**Do this**
Rewrite the listing as a JSON list of strings, starting at the line that contains "of the mountain." and running through the final line, both ends included. Use one string per line and omit blank lines.

Entries from a dataset:
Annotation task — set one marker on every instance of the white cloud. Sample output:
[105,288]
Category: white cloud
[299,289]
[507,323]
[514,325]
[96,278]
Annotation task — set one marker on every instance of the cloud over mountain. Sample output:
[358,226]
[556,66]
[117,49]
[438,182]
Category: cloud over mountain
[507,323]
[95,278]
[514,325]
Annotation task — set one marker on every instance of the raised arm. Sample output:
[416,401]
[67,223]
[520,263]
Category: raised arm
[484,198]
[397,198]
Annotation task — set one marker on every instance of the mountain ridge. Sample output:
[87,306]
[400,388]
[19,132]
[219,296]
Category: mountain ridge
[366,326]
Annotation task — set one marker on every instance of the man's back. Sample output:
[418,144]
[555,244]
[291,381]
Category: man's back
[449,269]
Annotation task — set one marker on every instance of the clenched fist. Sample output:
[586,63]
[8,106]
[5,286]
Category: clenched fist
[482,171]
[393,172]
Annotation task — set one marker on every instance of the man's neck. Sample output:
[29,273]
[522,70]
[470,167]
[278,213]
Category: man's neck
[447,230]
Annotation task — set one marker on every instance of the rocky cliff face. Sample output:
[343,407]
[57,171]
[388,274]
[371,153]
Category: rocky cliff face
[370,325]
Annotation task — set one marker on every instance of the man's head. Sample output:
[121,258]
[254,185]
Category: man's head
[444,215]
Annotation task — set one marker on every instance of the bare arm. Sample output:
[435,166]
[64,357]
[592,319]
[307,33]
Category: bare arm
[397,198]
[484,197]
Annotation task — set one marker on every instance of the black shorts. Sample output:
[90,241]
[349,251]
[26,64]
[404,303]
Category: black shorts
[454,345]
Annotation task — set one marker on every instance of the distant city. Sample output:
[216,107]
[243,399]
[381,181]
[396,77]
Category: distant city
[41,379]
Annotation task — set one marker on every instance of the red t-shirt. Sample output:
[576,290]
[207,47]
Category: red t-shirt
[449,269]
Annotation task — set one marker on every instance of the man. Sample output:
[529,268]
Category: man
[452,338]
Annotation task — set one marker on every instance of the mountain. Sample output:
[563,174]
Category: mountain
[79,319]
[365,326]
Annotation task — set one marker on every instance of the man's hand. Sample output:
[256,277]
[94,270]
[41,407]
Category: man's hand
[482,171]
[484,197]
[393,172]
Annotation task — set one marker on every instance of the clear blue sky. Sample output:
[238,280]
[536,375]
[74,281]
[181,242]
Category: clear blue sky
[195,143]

**Task result**
[
  "Annotation task — set one marker on every instance of the mountain. Sample output:",
  "[563,174]",
  "Category: mountain",
  "[79,319]",
  "[365,326]",
  "Annotation task — set one marker on every instance of the man's hand. Sample output:",
  "[256,277]",
  "[94,270]",
  "[41,407]",
  "Category: man's hand",
  "[482,171]",
  "[484,197]",
  "[393,172]",
  "Annotation task — set one marker on every instance of the clear blue sky. Sample output:",
  "[238,280]",
  "[536,375]",
  "[74,281]",
  "[181,242]",
  "Category: clear blue sky",
  "[195,143]"
]